[Stored data]

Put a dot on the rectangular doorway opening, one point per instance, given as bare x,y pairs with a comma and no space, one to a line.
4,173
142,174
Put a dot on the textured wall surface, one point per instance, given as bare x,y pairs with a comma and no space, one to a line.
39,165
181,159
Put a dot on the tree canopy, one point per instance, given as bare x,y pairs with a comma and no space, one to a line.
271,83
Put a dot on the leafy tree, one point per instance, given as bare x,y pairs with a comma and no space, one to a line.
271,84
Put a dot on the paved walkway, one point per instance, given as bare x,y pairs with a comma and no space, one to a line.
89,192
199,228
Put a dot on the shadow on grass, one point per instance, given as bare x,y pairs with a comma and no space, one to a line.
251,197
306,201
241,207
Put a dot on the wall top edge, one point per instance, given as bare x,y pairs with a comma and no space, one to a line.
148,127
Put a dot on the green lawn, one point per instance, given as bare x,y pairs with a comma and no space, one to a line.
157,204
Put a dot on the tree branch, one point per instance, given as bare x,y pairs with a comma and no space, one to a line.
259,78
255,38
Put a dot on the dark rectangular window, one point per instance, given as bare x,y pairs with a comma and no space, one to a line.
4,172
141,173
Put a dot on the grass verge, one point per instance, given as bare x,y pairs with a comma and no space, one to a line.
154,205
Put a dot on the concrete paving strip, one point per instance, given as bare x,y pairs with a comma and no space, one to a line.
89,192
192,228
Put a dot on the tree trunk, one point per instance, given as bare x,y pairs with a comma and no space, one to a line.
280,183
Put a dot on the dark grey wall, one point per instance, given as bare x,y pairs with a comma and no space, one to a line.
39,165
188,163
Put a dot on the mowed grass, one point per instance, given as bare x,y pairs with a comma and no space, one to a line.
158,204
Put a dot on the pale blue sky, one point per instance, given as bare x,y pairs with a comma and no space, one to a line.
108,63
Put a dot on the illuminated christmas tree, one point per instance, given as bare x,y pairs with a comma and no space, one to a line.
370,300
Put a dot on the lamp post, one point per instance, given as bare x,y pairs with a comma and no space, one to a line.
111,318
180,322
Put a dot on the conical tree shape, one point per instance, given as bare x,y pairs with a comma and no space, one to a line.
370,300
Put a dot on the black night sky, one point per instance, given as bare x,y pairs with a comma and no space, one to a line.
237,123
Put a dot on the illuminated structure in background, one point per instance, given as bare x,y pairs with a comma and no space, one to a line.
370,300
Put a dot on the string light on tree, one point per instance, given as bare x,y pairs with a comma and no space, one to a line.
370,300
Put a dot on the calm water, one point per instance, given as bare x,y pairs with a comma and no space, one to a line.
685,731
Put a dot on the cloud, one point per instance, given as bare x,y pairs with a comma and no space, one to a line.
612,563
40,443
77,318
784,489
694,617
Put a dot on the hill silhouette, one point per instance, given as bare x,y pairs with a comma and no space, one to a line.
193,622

(ASSIGNMENT):
Please make the answer a complete, exact reproduction of the records.

(THE ANSWER):
Put a dot on the rectangular doorway opening, one point per instance, given as bare x,y pairs with a comma and no space, one to a line.
4,173
142,174
Put a dot on the textured wall surface, one point per instance, given as bare x,y pairs with a comma and no space, one to a line.
39,165
181,159
Put a dot on the tree canopy, one point per instance, given as bare x,y pairs with a comma and no space, one to a line.
271,83
Put a dot on the leafy tree, one point per instance, given as bare x,y pairs with a comma and no space, one to a line.
271,84
Put a dot on the paved walkway, one point per instance, given as bare x,y pairs with a comma and no space, one to a line.
89,192
199,228
Put a dot on the shadow on grass, one point per instance, given as bare x,y pairs with a comma and no space, one to a line.
251,197
306,201
241,207
Put a dot on the wall top edge, one point per instance, given as bare x,y pairs with a comma and no space, one to a line.
148,127
Put a dot on the green lawn, one point per instance, given as bare x,y pairs with a comma and no space, one to a line.
157,204
Put a dot on the tree branch, one point per instance, given as bare x,y pairs with a comma and no space, one to a line.
259,78
255,38
Put a dot on the dark rectangular window, one point per instance, given as bare x,y pairs with a comma and no space, one to a line.
4,172
141,173
Put a dot on the grass verge, one point per instance, given as bare x,y pairs with a comma and no space, one to a line.
154,205
Put a dot on the concrete paving strip, one point per instance, given as bare x,y pairs with a comma and no space, one to a line.
89,192
192,228
Put a dot on the tree trunk, one point per instance, given as bare x,y pairs with a comma and no space, one to a line.
280,183
Put a dot on the dark grey wall, one point per instance, given as bare x,y pairs with a comma and no space, one to a line.
39,165
188,163
Put a dot on the mowed grass, one point per instance, given as bare x,y pairs with a comma and no space, one to a line.
158,204
Put a dot on the pale blue sky, one point per instance, given as bare x,y pairs with a comma and no space, one to a line.
108,63
Put a dot on the illuminated christmas tree, one point per instance, given as bare x,y pairs with a comma and no space, one to a line.
370,300
Put a dot on the lamp post, one point per instance, given as bare x,y pairs with a comma and no space, one to a line.
111,318
180,322
Put a dot on the conical tree shape, one point per instance, given as bare x,y pairs with a comma and no space, one to a line.
370,300
Put a dot on the black night sky, one point per instance, given as bare x,y pairs with a comma and no space, one to a line.
237,123
Put a dot on the illuminated structure in background, one point per instance, given as bare x,y pairs with a comma and no space, one to a line.
370,300
Put a dot on the string light on tree, one point per instance, given as bare x,y pairs with a comma and no space, one to a line.
370,300
Put a dot on the calm water, one point per instance, given as bare x,y pairs with a comma and no space, one to a line.
685,731
Put a dot on the cloud, one point per instance, given as bare x,y pairs with a comma and no space, one to a line.
612,563
40,443
77,318
784,489
694,617
Put a dot on the hill silhouette, one point per instance, given as bare x,y pairs with a comma and no space, one to a line.
193,622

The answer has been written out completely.